STATED TASK
Update every line of the records below by replacing "snowmobile" with "snow machine" and leaving everything else unchanged. Leave the pictures out of your answer.

TASK INPUTS
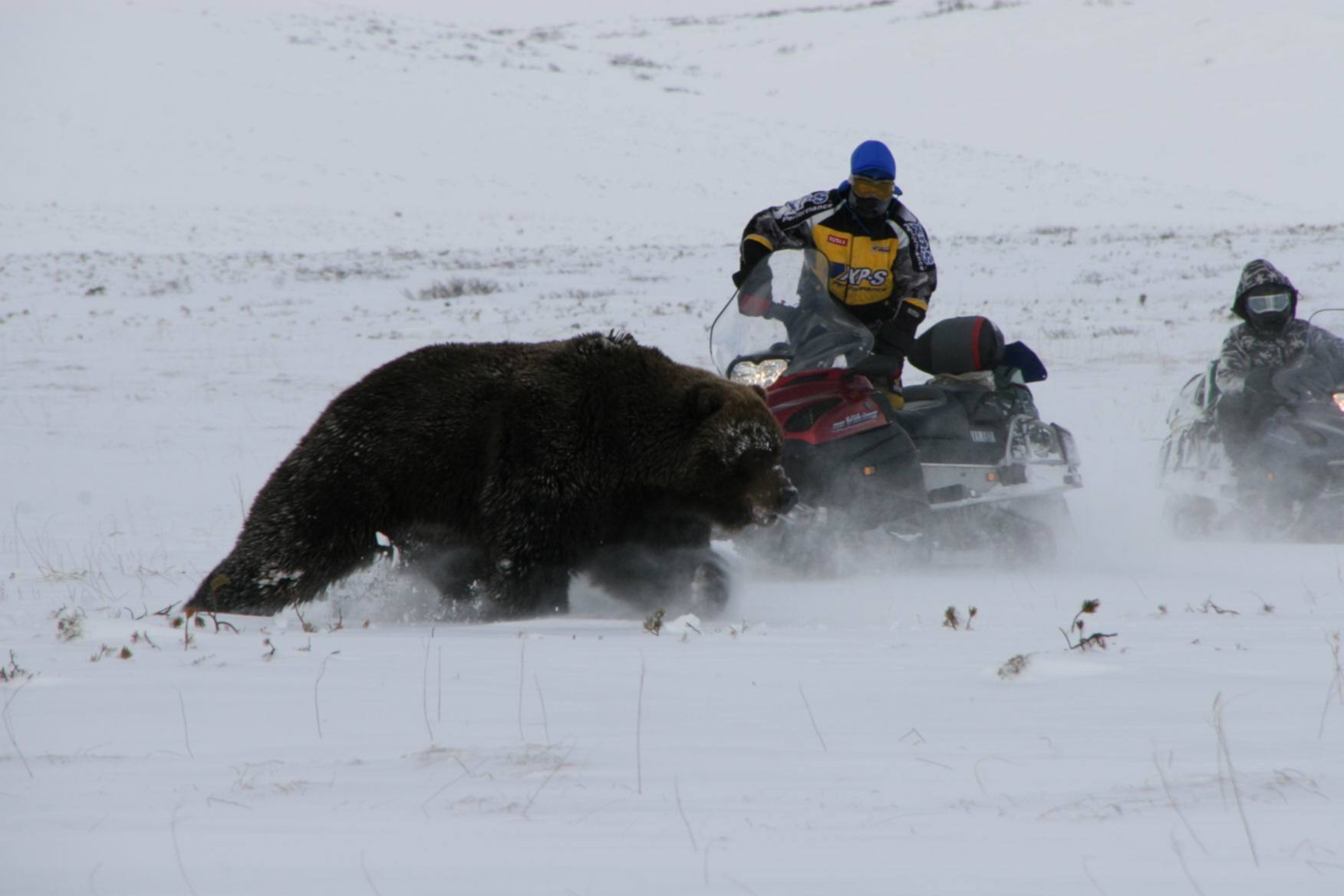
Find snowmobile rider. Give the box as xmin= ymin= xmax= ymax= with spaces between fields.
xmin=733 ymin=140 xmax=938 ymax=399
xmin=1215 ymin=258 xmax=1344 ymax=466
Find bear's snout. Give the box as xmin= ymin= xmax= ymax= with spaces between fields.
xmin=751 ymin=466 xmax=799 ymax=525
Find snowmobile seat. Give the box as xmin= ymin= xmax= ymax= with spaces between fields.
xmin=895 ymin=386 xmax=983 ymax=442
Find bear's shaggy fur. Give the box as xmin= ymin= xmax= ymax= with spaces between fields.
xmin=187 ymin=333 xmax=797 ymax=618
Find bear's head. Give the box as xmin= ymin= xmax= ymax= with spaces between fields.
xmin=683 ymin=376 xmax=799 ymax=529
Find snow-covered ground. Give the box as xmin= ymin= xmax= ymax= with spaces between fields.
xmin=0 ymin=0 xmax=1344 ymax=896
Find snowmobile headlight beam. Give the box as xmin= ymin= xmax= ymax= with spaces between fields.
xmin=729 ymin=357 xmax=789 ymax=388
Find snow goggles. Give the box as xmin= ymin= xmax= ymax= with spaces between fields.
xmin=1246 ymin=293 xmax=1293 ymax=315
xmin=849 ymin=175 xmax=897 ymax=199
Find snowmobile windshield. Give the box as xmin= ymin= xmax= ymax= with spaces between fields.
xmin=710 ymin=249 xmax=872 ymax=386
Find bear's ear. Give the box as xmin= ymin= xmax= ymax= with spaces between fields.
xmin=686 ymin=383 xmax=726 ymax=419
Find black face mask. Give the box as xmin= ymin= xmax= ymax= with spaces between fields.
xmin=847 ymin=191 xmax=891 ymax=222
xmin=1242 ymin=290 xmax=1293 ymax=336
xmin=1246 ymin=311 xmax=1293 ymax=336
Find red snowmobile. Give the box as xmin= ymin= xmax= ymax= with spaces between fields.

FULL OUTPUT
Find snow machine rider. Give the box as xmin= ymin= xmax= ymax= with spaces between fields.
xmin=733 ymin=140 xmax=938 ymax=399
xmin=1215 ymin=258 xmax=1344 ymax=466
Find bear's snout. Give the box as xmin= ymin= xmax= ymax= with spaces between fields.
xmin=751 ymin=466 xmax=799 ymax=525
Find snow machine seat. Give the box as xmin= ymin= xmax= ymax= with spaces between fields.
xmin=895 ymin=386 xmax=983 ymax=442
Find bear's shaggy fur. Give the box as xmin= ymin= xmax= ymax= with spaces between fields.
xmin=187 ymin=333 xmax=797 ymax=618
Find bear's head. Give the box as xmin= ymin= xmax= ymax= with spaces between fields.
xmin=683 ymin=376 xmax=799 ymax=529
Find snow-covered ground. Give the box as xmin= ymin= xmax= ymax= with spaces between fields.
xmin=0 ymin=0 xmax=1344 ymax=896
Find snow machine headlight beam. Give the box as xmin= ymin= xmax= ymax= with spaces between fields.
xmin=729 ymin=357 xmax=789 ymax=388
Find snow goggles. Give the box as xmin= ymin= xmax= ymax= with spaces between fields.
xmin=1246 ymin=293 xmax=1293 ymax=315
xmin=849 ymin=175 xmax=897 ymax=199
Find snow machine windshield. Give the box as xmin= ymin= xmax= ymax= with spaces between fields.
xmin=710 ymin=249 xmax=872 ymax=386
Find bear's ear. Give the box as xmin= ymin= xmax= ymax= with spaces between fields.
xmin=686 ymin=383 xmax=726 ymax=419
Find black face mask. Give the box as xmin= ymin= xmax= ymax= with spaces between fields.
xmin=847 ymin=191 xmax=891 ymax=222
xmin=1242 ymin=290 xmax=1293 ymax=336
xmin=1246 ymin=311 xmax=1293 ymax=336
Find red snow machine. Give the box as xmin= ymin= xmax= ymax= with spaces between fields.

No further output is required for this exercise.